Exercise:
Every record must be restated exactly as written.

** Supplied data follows **

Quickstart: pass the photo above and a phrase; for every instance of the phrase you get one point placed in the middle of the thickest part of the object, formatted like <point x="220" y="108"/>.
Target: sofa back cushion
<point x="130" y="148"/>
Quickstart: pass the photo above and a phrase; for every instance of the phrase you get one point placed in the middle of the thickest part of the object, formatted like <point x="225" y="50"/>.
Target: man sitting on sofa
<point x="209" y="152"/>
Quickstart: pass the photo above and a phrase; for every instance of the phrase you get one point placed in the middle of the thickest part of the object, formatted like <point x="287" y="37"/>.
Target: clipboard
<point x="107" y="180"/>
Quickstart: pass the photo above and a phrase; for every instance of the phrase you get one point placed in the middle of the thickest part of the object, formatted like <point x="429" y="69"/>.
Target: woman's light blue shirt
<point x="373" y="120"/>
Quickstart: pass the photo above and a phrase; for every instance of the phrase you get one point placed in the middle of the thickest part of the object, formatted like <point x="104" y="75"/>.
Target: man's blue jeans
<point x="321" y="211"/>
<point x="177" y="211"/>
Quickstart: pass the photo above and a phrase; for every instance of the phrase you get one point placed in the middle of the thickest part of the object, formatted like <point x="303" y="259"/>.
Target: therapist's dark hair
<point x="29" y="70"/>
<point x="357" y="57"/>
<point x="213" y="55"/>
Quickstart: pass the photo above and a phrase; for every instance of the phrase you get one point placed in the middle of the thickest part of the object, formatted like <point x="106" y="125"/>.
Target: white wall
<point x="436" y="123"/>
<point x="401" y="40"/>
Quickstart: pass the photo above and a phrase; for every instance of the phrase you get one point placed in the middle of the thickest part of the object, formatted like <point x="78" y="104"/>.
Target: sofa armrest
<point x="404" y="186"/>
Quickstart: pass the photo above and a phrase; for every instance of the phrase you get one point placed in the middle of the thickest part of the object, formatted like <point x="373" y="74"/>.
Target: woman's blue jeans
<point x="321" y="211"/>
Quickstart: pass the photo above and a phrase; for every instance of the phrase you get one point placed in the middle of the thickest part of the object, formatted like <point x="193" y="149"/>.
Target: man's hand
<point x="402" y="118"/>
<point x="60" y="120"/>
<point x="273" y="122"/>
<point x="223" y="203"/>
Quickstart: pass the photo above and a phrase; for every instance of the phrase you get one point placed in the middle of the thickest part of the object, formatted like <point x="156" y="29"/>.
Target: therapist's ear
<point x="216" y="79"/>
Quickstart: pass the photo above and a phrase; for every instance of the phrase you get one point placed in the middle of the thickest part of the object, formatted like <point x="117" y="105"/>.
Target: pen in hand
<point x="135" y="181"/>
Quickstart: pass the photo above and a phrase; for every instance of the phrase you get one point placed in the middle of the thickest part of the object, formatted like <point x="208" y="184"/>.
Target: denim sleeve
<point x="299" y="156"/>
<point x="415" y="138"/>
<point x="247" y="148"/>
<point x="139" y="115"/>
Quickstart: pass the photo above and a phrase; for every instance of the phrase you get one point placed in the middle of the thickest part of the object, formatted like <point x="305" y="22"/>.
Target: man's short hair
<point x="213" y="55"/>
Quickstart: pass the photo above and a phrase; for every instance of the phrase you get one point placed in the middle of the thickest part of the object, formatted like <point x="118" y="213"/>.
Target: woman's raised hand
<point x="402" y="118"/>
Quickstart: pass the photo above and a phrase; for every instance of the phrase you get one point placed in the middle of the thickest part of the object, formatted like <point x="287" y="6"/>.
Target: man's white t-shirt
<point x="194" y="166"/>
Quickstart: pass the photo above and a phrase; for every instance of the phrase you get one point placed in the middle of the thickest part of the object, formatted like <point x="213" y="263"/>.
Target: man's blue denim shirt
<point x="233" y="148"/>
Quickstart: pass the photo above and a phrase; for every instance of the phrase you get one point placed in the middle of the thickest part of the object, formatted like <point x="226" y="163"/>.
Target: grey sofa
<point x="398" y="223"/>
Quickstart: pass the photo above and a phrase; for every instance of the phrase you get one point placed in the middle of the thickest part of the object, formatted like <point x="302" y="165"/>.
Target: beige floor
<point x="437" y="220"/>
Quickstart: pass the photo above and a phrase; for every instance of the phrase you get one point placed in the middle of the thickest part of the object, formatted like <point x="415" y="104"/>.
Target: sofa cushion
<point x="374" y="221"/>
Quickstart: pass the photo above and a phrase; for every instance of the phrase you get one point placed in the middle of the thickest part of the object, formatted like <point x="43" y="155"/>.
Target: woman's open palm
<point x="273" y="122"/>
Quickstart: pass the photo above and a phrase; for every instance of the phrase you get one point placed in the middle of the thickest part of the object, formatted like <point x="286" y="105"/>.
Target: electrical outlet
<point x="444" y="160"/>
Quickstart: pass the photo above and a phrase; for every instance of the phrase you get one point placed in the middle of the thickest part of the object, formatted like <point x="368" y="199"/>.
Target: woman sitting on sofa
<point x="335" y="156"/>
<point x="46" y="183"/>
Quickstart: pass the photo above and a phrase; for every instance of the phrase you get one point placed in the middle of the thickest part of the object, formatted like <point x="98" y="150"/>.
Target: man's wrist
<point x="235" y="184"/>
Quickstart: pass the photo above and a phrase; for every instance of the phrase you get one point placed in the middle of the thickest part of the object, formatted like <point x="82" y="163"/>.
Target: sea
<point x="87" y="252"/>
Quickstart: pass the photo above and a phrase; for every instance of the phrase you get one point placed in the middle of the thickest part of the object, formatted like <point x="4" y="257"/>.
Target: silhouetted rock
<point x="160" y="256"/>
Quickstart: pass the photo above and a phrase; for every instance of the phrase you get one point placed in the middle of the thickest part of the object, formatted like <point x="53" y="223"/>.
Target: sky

** End of Supplied data **

Your response:
Quickstart: pass the photo above and a phrase; for every instance of the phrase you get one point placed in the middle of the thickest part of the object, formatted like <point x="220" y="108"/>.
Target: sofa back cushion
<point x="130" y="148"/>
Quickstart: pass the photo above and a phrase; for every instance of the phrase you get one point placed in the middle of the thickest part of the object, formatted like <point x="225" y="50"/>.
Target: man sitting on sofa
<point x="209" y="152"/>
Quickstart: pass the photo above and a phrase; for every instance of the phrase you get one point placed in the middle of the thickest part of the object, formatted like <point x="287" y="37"/>.
Target: clipboard
<point x="107" y="180"/>
Quickstart: pass the photo above and a phrase; for every instance of the phrase you get one point placed in the middle of the thickest part of the object, formatted like <point x="429" y="69"/>.
Target: woman's light blue shirt
<point x="373" y="120"/>
Quickstart: pass the photo above and a phrase; for every instance of the phrase you get one point placed in the middle of the thickest part of the object, formatted like <point x="104" y="75"/>.
Target: man's blue jeans
<point x="321" y="211"/>
<point x="177" y="211"/>
Quickstart: pass the photo above and a phrase; for every instance of the phrase you get one point placed in the middle of the thickest part of the object, formatted like <point x="303" y="259"/>.
Target: therapist's dark hair
<point x="29" y="70"/>
<point x="357" y="57"/>
<point x="213" y="55"/>
Quickstart: pass the photo above and a phrase; for every instance of the phrase you get one point placed in the middle of the thickest part of the object, formatted like <point x="106" y="125"/>.
Target: white wall
<point x="436" y="123"/>
<point x="401" y="40"/>
Quickstart: pass the photo above and a phrase; for every instance of the phrase you get one point placed in the middle of the thickest part of the object, formatted like <point x="78" y="104"/>.
Target: sofa armrest
<point x="404" y="186"/>
Quickstart: pass the photo above and a phrase; for every instance of the phrase you get one point placed in the middle of the thickest part of the object, formatted like <point x="373" y="74"/>.
Target: woman's blue jeans
<point x="321" y="211"/>
Quickstart: pass the photo above and a phrase; for every instance of the phrase you get one point placed in the middle of the thickest part of the object, formatted like <point x="193" y="149"/>.
Target: man's hand
<point x="402" y="118"/>
<point x="60" y="120"/>
<point x="273" y="122"/>
<point x="223" y="203"/>
Quickstart: pass the photo above and a phrase; for every instance of the phrase you get one point placed in the middle of the thickest part of the object, formatted like <point x="156" y="29"/>.
Target: therapist's ear
<point x="216" y="79"/>
Quickstart: pass the photo above and a phrase; for every instance of the phrase you get one point placed in the middle of the thickest part of the object, formatted like <point x="117" y="105"/>.
Target: pen in hand
<point x="135" y="181"/>
Quickstart: pass the photo above and a phrase; for every instance of the phrase you get one point placed in the middle of the thickest part of the object, formatted like <point x="208" y="184"/>.
Target: denim sleeve
<point x="299" y="156"/>
<point x="415" y="138"/>
<point x="247" y="148"/>
<point x="139" y="115"/>
Quickstart: pass the photo above and a phrase; for every instance of the phrase you get one point placed in the middle of the thickest part of the object, formatted like <point x="305" y="22"/>.
Target: man's short hair
<point x="213" y="55"/>
Quickstart: pass the photo above and a phrase; for every instance of the phrase you get one point placed in the middle of the thickest part of the object, formatted like <point x="118" y="213"/>.
Target: woman's raised hand
<point x="402" y="118"/>
Quickstart: pass the photo above and a phrase; for every instance of the phrase you get one point placed in the middle of the thickest part of the object, formatted like <point x="287" y="6"/>.
Target: man's white t-shirt
<point x="194" y="166"/>
Quickstart: pass the photo above and a phrase; for every instance of the phrase you get one point placed in the middle of the thickest part of the object, formatted like <point x="213" y="263"/>.
Target: man's blue denim shirt
<point x="233" y="148"/>
Quickstart: pass the photo above and a phrase; for every instance of the phrase you get one point placed in the middle of the thickest part of the object, formatted like <point x="226" y="163"/>.
Target: grey sofa
<point x="398" y="223"/>
Quickstart: pass the photo above and a phrase; for every instance of the phrase you get one point placed in the middle of the thickest part of the object, formatted like <point x="302" y="165"/>.
Target: beige floor
<point x="437" y="220"/>
Quickstart: pass the photo above and a phrase; for every instance of the phrase you get one point placed in the middle of the thickest part of the object, formatted like <point x="415" y="104"/>.
Target: sofa cushion
<point x="374" y="221"/>
Quickstart: pass the photo above and a phrase; for every instance of the phrase you get one point placed in the middle of the thickest part of the object, formatted like <point x="43" y="155"/>.
Target: woman's open palm
<point x="273" y="122"/>
Quickstart: pass the photo above and a phrase; for every instance of the phrase you get one point placed in the middle of the thickest part of the object, formatted like <point x="286" y="105"/>.
Target: electrical outlet
<point x="444" y="160"/>
Quickstart: pass the photo above and a phrase; for every instance of the phrase you get one point placed in the middle of the thickest part of the object, formatted like <point x="368" y="199"/>.
Target: woman sitting on sofa
<point x="335" y="156"/>
<point x="46" y="183"/>
Quickstart: pass the photo above and a phrase; for every instance of the phrase you get one point placed in the middle of the thickest part of the object, formatted like <point x="98" y="150"/>.
Target: man's wrist
<point x="235" y="184"/>
Quickstart: pass the photo above and a phrase; for every instance of the phrase you get one point placed in the middle of the thickest part of the object, formatted like <point x="82" y="163"/>.
Target: sea
<point x="87" y="252"/>
Quickstart: pass the photo above and a phrase; for every instance of the phrase you get one point placed in the middle of the thickest part of the object, formatted like <point x="4" y="257"/>.
Target: silhouetted rock
<point x="160" y="256"/>
Quickstart: pass the photo above and a phrase; for every instance of the phrase you get one point placed in the middle of the thickest part of the object, formatted like <point x="53" y="223"/>.
Target: sky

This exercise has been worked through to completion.